[AIM OF THE TASK]:
Identify all lines of the data containing the string "wooden" and copy them.

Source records

---+---

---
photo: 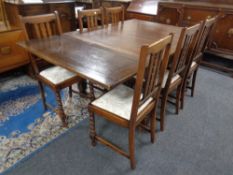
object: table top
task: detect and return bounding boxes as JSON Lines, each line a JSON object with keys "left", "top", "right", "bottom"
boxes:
{"left": 67, "top": 19, "right": 182, "bottom": 57}
{"left": 18, "top": 35, "right": 138, "bottom": 90}
{"left": 19, "top": 19, "right": 182, "bottom": 90}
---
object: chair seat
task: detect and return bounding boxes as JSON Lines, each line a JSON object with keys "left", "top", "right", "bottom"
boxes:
{"left": 162, "top": 70, "right": 181, "bottom": 88}
{"left": 190, "top": 61, "right": 198, "bottom": 71}
{"left": 91, "top": 84, "right": 153, "bottom": 120}
{"left": 40, "top": 66, "right": 76, "bottom": 85}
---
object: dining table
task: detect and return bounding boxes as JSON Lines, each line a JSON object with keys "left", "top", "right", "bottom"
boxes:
{"left": 18, "top": 19, "right": 182, "bottom": 90}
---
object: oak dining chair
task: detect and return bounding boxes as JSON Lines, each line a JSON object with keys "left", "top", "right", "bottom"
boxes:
{"left": 78, "top": 8, "right": 104, "bottom": 33}
{"left": 19, "top": 11, "right": 81, "bottom": 127}
{"left": 78, "top": 8, "right": 107, "bottom": 99}
{"left": 0, "top": 0, "right": 7, "bottom": 26}
{"left": 88, "top": 34, "right": 173, "bottom": 169}
{"left": 159, "top": 22, "right": 201, "bottom": 131}
{"left": 104, "top": 6, "right": 124, "bottom": 25}
{"left": 184, "top": 17, "right": 217, "bottom": 98}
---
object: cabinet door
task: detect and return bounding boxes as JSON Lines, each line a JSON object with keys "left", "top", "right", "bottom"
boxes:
{"left": 209, "top": 12, "right": 233, "bottom": 55}
{"left": 49, "top": 3, "right": 76, "bottom": 32}
{"left": 0, "top": 30, "right": 29, "bottom": 73}
{"left": 157, "top": 5, "right": 182, "bottom": 25}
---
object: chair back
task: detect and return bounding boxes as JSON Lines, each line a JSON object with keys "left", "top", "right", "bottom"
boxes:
{"left": 193, "top": 17, "right": 217, "bottom": 62}
{"left": 19, "top": 11, "right": 62, "bottom": 74}
{"left": 0, "top": 0, "right": 8, "bottom": 25}
{"left": 164, "top": 23, "right": 201, "bottom": 89}
{"left": 19, "top": 11, "right": 62, "bottom": 40}
{"left": 78, "top": 8, "right": 104, "bottom": 33}
{"left": 105, "top": 6, "right": 124, "bottom": 25}
{"left": 130, "top": 34, "right": 173, "bottom": 123}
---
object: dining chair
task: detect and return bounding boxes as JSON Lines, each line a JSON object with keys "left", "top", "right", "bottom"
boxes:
{"left": 0, "top": 0, "right": 7, "bottom": 26}
{"left": 159, "top": 22, "right": 201, "bottom": 131}
{"left": 104, "top": 6, "right": 124, "bottom": 25}
{"left": 19, "top": 11, "right": 81, "bottom": 127}
{"left": 184, "top": 17, "right": 217, "bottom": 98}
{"left": 78, "top": 8, "right": 104, "bottom": 33}
{"left": 89, "top": 34, "right": 173, "bottom": 169}
{"left": 77, "top": 8, "right": 106, "bottom": 99}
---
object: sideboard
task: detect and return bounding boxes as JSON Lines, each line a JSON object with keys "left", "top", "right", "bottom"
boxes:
{"left": 0, "top": 25, "right": 29, "bottom": 73}
{"left": 127, "top": 0, "right": 157, "bottom": 21}
{"left": 4, "top": 0, "right": 76, "bottom": 32}
{"left": 157, "top": 1, "right": 233, "bottom": 74}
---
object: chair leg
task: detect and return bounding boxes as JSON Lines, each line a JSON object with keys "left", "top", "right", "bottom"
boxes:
{"left": 129, "top": 128, "right": 136, "bottom": 169}
{"left": 160, "top": 94, "right": 168, "bottom": 131}
{"left": 180, "top": 80, "right": 186, "bottom": 110}
{"left": 89, "top": 111, "right": 97, "bottom": 146}
{"left": 68, "top": 86, "right": 72, "bottom": 98}
{"left": 191, "top": 70, "right": 198, "bottom": 97}
{"left": 89, "top": 82, "right": 95, "bottom": 101}
{"left": 38, "top": 81, "right": 47, "bottom": 110}
{"left": 54, "top": 90, "right": 68, "bottom": 127}
{"left": 150, "top": 109, "right": 156, "bottom": 143}
{"left": 176, "top": 85, "right": 182, "bottom": 114}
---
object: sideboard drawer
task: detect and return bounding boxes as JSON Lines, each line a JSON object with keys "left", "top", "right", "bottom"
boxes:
{"left": 0, "top": 29, "right": 29, "bottom": 73}
{"left": 182, "top": 7, "right": 218, "bottom": 26}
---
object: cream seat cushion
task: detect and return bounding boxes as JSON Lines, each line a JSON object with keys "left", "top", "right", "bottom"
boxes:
{"left": 40, "top": 66, "right": 76, "bottom": 85}
{"left": 91, "top": 84, "right": 153, "bottom": 120}
{"left": 162, "top": 70, "right": 181, "bottom": 88}
{"left": 191, "top": 61, "right": 197, "bottom": 68}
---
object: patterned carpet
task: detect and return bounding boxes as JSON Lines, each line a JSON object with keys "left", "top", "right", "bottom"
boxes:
{"left": 0, "top": 73, "right": 90, "bottom": 174}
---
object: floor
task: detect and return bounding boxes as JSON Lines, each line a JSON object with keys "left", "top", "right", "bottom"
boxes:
{"left": 5, "top": 68, "right": 233, "bottom": 175}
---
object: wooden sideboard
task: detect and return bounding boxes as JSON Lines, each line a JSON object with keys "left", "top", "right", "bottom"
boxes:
{"left": 127, "top": 0, "right": 157, "bottom": 21}
{"left": 0, "top": 25, "right": 29, "bottom": 73}
{"left": 157, "top": 1, "right": 233, "bottom": 73}
{"left": 4, "top": 0, "right": 76, "bottom": 32}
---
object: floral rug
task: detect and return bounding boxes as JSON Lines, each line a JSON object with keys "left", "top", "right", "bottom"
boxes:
{"left": 0, "top": 73, "right": 91, "bottom": 174}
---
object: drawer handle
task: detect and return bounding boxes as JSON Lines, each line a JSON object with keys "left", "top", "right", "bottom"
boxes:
{"left": 227, "top": 28, "right": 233, "bottom": 38}
{"left": 187, "top": 16, "right": 192, "bottom": 20}
{"left": 166, "top": 18, "right": 171, "bottom": 24}
{"left": 1, "top": 46, "right": 11, "bottom": 55}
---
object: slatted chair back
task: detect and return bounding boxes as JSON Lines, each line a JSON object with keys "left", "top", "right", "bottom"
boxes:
{"left": 105, "top": 6, "right": 124, "bottom": 25}
{"left": 164, "top": 23, "right": 201, "bottom": 89}
{"left": 19, "top": 11, "right": 62, "bottom": 74}
{"left": 19, "top": 11, "right": 62, "bottom": 40}
{"left": 0, "top": 0, "right": 4, "bottom": 21}
{"left": 78, "top": 8, "right": 104, "bottom": 33}
{"left": 0, "top": 0, "right": 8, "bottom": 25}
{"left": 131, "top": 34, "right": 173, "bottom": 123}
{"left": 193, "top": 17, "right": 217, "bottom": 62}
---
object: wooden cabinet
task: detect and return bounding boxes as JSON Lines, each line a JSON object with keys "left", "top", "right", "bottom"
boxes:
{"left": 4, "top": 0, "right": 76, "bottom": 32}
{"left": 157, "top": 1, "right": 233, "bottom": 73}
{"left": 127, "top": 0, "right": 157, "bottom": 21}
{"left": 0, "top": 27, "right": 29, "bottom": 73}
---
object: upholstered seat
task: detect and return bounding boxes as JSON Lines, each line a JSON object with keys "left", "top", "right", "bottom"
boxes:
{"left": 189, "top": 61, "right": 198, "bottom": 72}
{"left": 91, "top": 84, "right": 153, "bottom": 120}
{"left": 40, "top": 66, "right": 76, "bottom": 85}
{"left": 162, "top": 70, "right": 181, "bottom": 88}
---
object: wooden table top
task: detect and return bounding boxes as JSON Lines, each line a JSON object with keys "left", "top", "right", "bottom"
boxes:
{"left": 19, "top": 19, "right": 182, "bottom": 90}
{"left": 18, "top": 35, "right": 138, "bottom": 90}
{"left": 67, "top": 19, "right": 182, "bottom": 56}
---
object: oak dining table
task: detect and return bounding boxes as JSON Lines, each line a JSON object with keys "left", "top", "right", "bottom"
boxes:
{"left": 18, "top": 19, "right": 182, "bottom": 90}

---+---

[EXERCISE ANSWER]:
object: wooden sideboard
object: wooden cabinet
object: wooden table top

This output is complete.